YOUR INSTRUCTIONS ▸ Copy out, word for word, the stretch of the data from the line containing "like point(344, 282)." through the line containing "point(152, 300)", including both of those lines.

EXTRACTED DATA ▸
^^^^^^^^
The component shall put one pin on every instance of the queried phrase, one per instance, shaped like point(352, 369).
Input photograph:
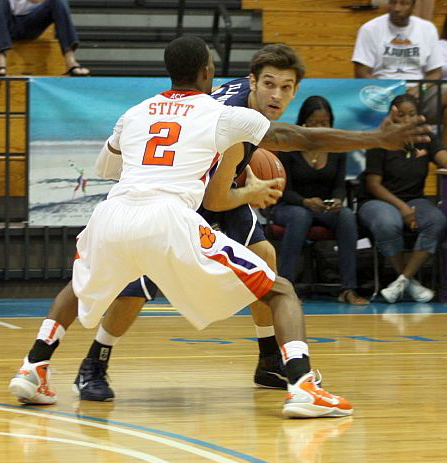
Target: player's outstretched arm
point(391, 136)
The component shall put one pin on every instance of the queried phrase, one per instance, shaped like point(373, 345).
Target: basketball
point(266, 166)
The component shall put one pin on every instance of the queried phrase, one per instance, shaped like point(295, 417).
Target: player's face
point(406, 112)
point(400, 11)
point(273, 91)
point(319, 118)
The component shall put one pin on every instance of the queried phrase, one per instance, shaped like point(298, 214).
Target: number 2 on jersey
point(171, 137)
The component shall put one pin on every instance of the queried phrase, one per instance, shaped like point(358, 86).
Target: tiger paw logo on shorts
point(207, 237)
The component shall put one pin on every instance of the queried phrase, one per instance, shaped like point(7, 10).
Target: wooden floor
point(187, 396)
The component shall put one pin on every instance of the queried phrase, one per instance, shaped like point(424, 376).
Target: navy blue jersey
point(235, 93)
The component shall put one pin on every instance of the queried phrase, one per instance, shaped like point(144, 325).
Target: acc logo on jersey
point(376, 98)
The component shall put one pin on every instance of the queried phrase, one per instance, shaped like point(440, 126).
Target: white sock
point(103, 337)
point(51, 331)
point(294, 349)
point(264, 331)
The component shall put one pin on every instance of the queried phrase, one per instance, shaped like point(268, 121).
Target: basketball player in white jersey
point(148, 224)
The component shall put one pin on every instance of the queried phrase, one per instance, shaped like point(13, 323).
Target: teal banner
point(71, 119)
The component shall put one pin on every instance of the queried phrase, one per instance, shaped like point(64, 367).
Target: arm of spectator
point(425, 9)
point(375, 188)
point(364, 55)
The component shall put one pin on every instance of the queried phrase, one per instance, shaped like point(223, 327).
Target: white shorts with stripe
point(204, 274)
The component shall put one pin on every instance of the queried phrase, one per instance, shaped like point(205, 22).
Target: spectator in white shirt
point(398, 45)
point(27, 19)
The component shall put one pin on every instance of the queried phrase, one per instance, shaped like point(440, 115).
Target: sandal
point(74, 71)
point(349, 296)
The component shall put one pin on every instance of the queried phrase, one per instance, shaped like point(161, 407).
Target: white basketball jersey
point(168, 145)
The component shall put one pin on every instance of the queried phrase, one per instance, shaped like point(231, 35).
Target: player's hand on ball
point(263, 193)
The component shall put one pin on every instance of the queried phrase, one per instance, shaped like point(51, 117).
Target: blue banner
point(71, 119)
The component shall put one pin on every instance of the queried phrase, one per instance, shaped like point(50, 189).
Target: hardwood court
point(188, 396)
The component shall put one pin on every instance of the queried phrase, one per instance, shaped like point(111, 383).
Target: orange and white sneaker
point(31, 384)
point(305, 399)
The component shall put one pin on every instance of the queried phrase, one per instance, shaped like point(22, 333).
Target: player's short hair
point(405, 98)
point(312, 104)
point(184, 57)
point(280, 56)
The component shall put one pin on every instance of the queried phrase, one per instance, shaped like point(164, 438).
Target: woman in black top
point(314, 195)
point(394, 183)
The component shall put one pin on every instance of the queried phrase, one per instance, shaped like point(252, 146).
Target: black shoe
point(270, 373)
point(91, 382)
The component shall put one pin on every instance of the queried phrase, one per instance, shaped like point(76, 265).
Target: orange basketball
point(265, 165)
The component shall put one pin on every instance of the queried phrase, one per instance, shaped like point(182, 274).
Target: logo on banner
point(377, 98)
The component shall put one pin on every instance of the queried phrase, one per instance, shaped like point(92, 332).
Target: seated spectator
point(314, 195)
point(394, 187)
point(398, 45)
point(27, 19)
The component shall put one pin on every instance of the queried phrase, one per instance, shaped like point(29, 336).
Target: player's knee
point(282, 287)
point(266, 251)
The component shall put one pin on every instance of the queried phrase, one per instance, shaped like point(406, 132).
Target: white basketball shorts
point(205, 275)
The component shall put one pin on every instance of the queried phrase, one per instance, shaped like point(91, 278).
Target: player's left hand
point(396, 136)
point(263, 193)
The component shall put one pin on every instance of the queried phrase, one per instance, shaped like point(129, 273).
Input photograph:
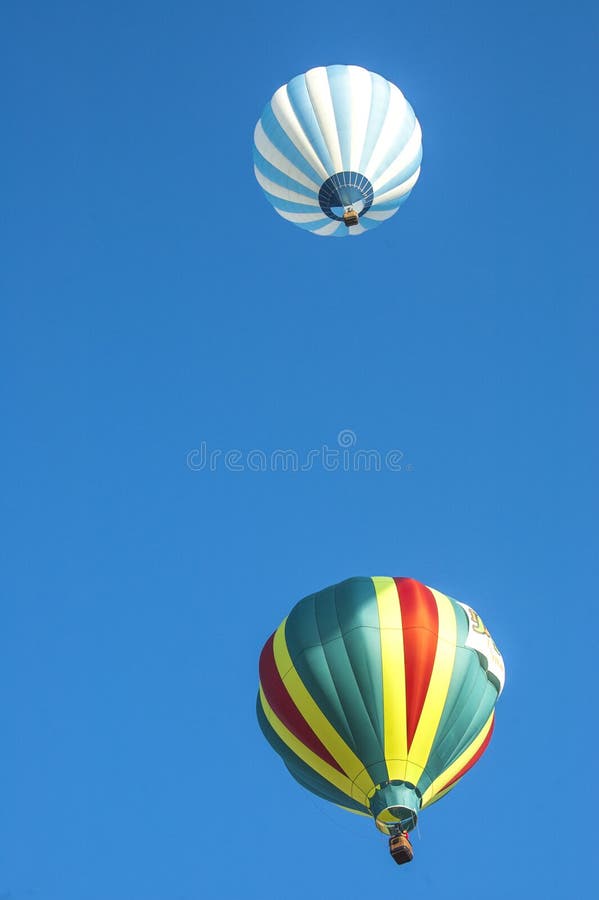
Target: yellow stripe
point(394, 677)
point(357, 812)
point(311, 759)
point(438, 785)
point(318, 722)
point(436, 694)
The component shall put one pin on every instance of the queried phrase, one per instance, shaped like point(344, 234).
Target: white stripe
point(317, 82)
point(407, 155)
point(399, 191)
point(276, 159)
point(381, 215)
point(301, 218)
point(360, 82)
point(284, 193)
point(397, 110)
point(289, 122)
point(327, 229)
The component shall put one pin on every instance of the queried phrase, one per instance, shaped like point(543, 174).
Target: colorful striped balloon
point(379, 695)
point(338, 138)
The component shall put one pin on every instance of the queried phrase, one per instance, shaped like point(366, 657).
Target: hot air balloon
point(337, 150)
point(379, 695)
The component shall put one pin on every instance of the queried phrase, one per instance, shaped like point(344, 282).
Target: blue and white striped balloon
point(335, 139)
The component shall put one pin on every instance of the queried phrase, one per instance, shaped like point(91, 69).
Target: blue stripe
point(285, 145)
point(291, 206)
point(279, 177)
point(340, 84)
point(402, 137)
point(297, 91)
point(402, 176)
point(378, 110)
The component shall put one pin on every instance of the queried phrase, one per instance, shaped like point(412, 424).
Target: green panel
point(302, 773)
point(470, 700)
point(334, 641)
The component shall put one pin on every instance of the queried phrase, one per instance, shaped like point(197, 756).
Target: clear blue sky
point(151, 301)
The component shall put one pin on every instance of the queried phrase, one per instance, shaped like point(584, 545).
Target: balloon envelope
point(335, 138)
point(379, 695)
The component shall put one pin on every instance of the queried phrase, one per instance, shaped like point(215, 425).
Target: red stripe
point(420, 624)
point(283, 706)
point(474, 759)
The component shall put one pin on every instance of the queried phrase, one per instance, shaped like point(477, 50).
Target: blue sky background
point(152, 300)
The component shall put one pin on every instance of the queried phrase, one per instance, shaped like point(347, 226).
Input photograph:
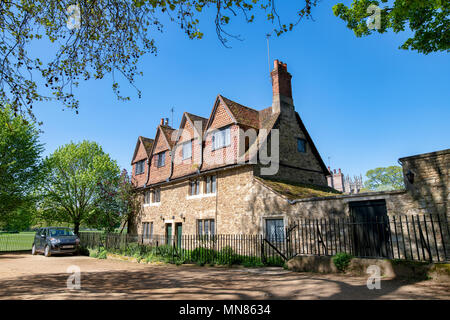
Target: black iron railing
point(412, 237)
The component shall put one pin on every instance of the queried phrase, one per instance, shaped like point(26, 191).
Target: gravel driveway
point(23, 276)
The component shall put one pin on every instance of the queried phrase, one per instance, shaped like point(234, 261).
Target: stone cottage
point(248, 171)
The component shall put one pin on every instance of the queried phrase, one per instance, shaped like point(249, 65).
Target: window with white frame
point(187, 150)
point(221, 138)
point(206, 227)
point(275, 230)
point(139, 167)
point(161, 159)
point(301, 145)
point(157, 195)
point(211, 184)
point(194, 187)
point(147, 197)
point(147, 230)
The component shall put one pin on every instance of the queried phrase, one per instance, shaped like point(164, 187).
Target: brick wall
point(140, 179)
point(162, 173)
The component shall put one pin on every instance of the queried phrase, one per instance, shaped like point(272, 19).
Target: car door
point(37, 239)
point(42, 239)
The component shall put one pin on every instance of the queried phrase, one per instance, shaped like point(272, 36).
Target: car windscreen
point(60, 232)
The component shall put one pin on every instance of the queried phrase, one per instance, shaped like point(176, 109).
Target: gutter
point(233, 166)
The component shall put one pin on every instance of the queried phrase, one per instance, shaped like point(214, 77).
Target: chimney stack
point(282, 91)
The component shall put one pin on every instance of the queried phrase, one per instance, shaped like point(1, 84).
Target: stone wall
point(427, 179)
point(225, 206)
point(242, 203)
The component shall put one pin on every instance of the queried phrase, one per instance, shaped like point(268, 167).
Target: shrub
point(83, 251)
point(342, 260)
point(102, 253)
point(204, 255)
point(93, 253)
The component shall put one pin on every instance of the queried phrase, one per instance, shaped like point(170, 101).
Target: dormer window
point(187, 150)
point(301, 145)
point(210, 184)
point(161, 159)
point(221, 138)
point(139, 167)
point(194, 187)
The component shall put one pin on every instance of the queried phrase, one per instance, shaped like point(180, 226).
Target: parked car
point(54, 240)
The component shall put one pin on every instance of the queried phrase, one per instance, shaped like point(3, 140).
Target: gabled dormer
point(188, 149)
point(161, 157)
point(139, 162)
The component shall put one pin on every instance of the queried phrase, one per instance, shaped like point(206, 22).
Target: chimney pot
point(281, 86)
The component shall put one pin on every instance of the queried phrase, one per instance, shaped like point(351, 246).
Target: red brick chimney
point(281, 80)
point(281, 88)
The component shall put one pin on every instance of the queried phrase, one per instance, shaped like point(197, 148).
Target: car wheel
point(47, 252)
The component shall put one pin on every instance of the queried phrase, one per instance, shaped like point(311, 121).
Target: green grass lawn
point(16, 241)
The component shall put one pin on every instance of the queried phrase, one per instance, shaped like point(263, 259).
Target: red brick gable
point(221, 115)
point(187, 133)
point(141, 153)
point(143, 149)
point(238, 118)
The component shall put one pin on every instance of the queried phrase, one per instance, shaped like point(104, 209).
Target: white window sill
point(202, 195)
point(154, 204)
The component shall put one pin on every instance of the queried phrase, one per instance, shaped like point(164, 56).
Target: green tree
point(92, 38)
point(20, 219)
point(120, 204)
point(427, 19)
point(20, 163)
point(71, 191)
point(385, 178)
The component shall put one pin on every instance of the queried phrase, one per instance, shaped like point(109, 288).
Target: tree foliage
point(110, 38)
point(20, 162)
point(385, 178)
point(119, 204)
point(427, 19)
point(72, 189)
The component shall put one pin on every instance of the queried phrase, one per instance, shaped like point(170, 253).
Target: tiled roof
point(168, 131)
point(194, 118)
point(294, 190)
point(148, 143)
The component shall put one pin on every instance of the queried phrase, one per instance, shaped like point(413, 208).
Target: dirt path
point(23, 276)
^^^^^^^^
TASK OUTPUT ▸
The component shall put one pin on every instance of the queried phrase, one per instance, shaped like point(344, 282).
Target: blue and white striped balloon
point(335, 139)
The component shall put one pin on every instance of the queried phrase, one per instance, shaped like point(91, 69).
Target: blue stripe
point(285, 145)
point(291, 206)
point(279, 177)
point(340, 84)
point(402, 137)
point(297, 91)
point(402, 176)
point(378, 110)
The component shall put one pin on every instance of the queried phrase, one per instance, shaped like point(412, 424).
Target: green panel
point(302, 773)
point(470, 700)
point(334, 641)
The component shall put one pin on every instance of the queried phrase, one per instance, shaped like point(197, 756).
Target: clear blue sky
point(151, 301)
The component shall put one pin on every instance of the queried phrase, one per instance, shaped like point(584, 545).
Target: balloon envelope
point(335, 138)
point(379, 695)
The component shall put one pin on every instance of the queried phrase, one per instance, shaped like point(215, 425).
Target: red stripe
point(420, 624)
point(283, 706)
point(474, 759)
The component shall put one pin on every instance of the queried phrase, one per instance, shaped like point(477, 50).
Target: blue sky background
point(152, 300)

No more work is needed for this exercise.